═════ BRANO SCELTO
Gentili leader, cari colleghi, è per me un privilegio prendere parte al "Summit on Peace on the Korean Peninsula" in una sede così significativa.
La delicata questione della riunificazione coreana è da sempre l'esempio perfetto della difficile convivenza, dal punto di vista politico, di due concezioni antitetiche. Da una parte chi prende in considerazione la realtà effettuale, i rapporti di forza realmente esistenti, la concretezza delle situazioni di fatto; dall'altra chi volge lo sguardo oltre lo status quo e, lasciandosi guidare da aspirazioni ideali, immagina con ottimismo la possibilità di cambiamento.
La dichiarazione alla fine dello storico vertice intercoreano tenutosi il 27 aprile 2018 da entrambi i leader, Kim Jong-un e Moon Jae-in, nella simbolica città di Panmunjom ha impegnato entrambe le parti a lavorare con forza per migliorare le relazioni nord-sud e stabilire una cooperazione più profonda attraverso il dialogo e i negoziati ad alto livello. Si è trattato indubbiamente di un grosso passo in avanti nella direzione della pace, della prosperità e della riunificazione della penisola.
Quell'incontro - ricordo bene - aveva generato grandi speranze nella comunità internazionale e, lasciatemi dire, anche all'interno dell'Unione Interparlamentare che aveva invitato entrambe le parti a proseguire il dialogo ad alto livello.
Il fatto che le due Coree, nonostante alti e bassi nelle loro relazioni, non siano in pace, ma nemmeno in guerra continua a lasciare aperta la strada per la trasformazione dell'armistizio in un vero e proprio trattato di pace.
Sappiamo bene che non è un percorso semplice, che sul tavolo restano importanti nodi da sciogliere e che, a livello strategico, questa è una questione che interessa da vicino anche tutte le potenze regionali dell'area. Corea del Nord e Corea del Sud hanno rappresentato infatti per decenni una frontiera fisica fra due mondi e due sistemi di alleanze, avendo avuto sistemi economici, culturali, politici e militari molto diversi e generazioni cresciute con l’idea che dall’altra parte del 38° parallelo vi fosse un nemico da temere.
══════════
═════ MATERIALE MOSTRATO
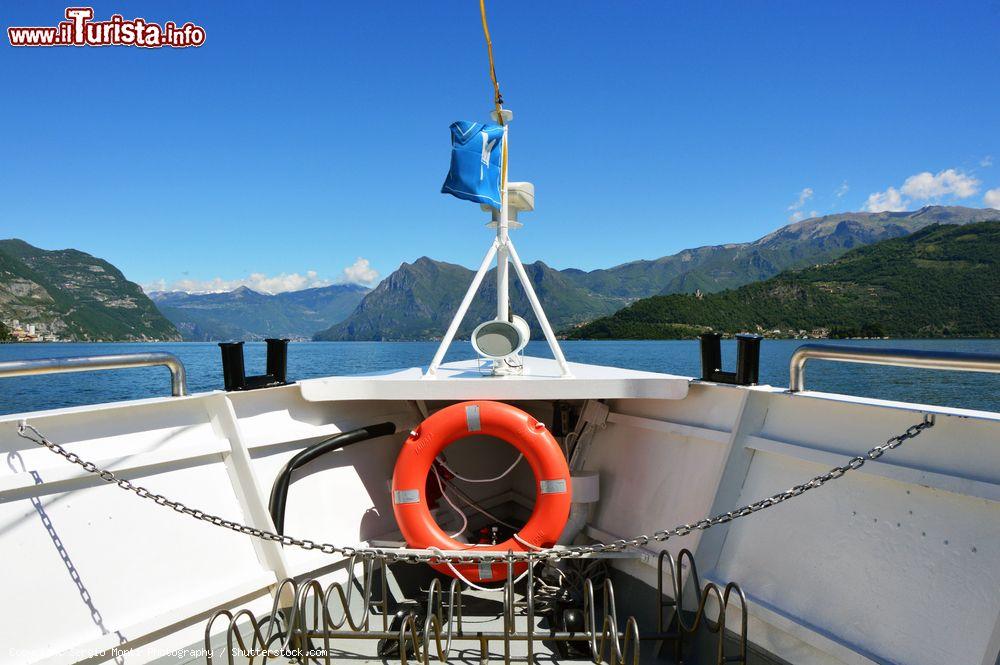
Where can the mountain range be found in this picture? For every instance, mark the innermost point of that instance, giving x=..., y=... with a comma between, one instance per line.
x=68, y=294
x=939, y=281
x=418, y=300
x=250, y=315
══════════
═════ MATERIALE MOSTRATO
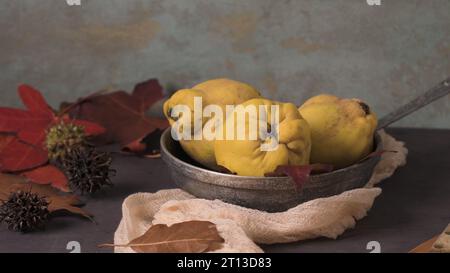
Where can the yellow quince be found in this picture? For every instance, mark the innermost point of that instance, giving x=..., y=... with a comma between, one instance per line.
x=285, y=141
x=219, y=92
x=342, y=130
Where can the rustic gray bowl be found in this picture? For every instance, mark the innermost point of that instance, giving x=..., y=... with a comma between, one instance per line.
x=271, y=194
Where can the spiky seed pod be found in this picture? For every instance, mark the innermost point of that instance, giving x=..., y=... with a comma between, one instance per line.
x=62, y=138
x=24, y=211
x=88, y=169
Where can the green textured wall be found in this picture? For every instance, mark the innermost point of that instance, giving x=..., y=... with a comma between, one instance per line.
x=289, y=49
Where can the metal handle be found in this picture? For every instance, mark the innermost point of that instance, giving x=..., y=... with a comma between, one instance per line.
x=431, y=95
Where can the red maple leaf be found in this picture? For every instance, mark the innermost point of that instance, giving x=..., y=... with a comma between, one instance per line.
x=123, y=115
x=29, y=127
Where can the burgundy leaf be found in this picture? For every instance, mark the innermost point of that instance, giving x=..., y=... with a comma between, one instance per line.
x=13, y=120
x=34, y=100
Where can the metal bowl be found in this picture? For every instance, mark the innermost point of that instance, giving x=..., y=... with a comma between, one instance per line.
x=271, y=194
══════════
Ricopia parola per parola il passo del discorso sulla pace in Corea, tutto da "Gentili leader, cari" giù fino a "possibilità di cambiamento.".

Gentili leader, cari colleghi, è per me un privilegio prendere parte al "Summit on Peace on the Korean Peninsula" in una sede così significativa.
La delicata questione della riunificazione coreana è da sempre l'esempio perfetto della difficile convivenza, dal punto di vista politico, di due concezioni antitetiche. Da una parte chi prende in considerazione la realtà effettuale, i rapporti di forza realmente esistenti, la concretezza delle situazioni di fatto; dall'altra chi volge lo sguardo oltre lo status quo e, lasciandosi guidare da aspirazioni ideali, immagina con ottimismo la possibilità di cambiamento.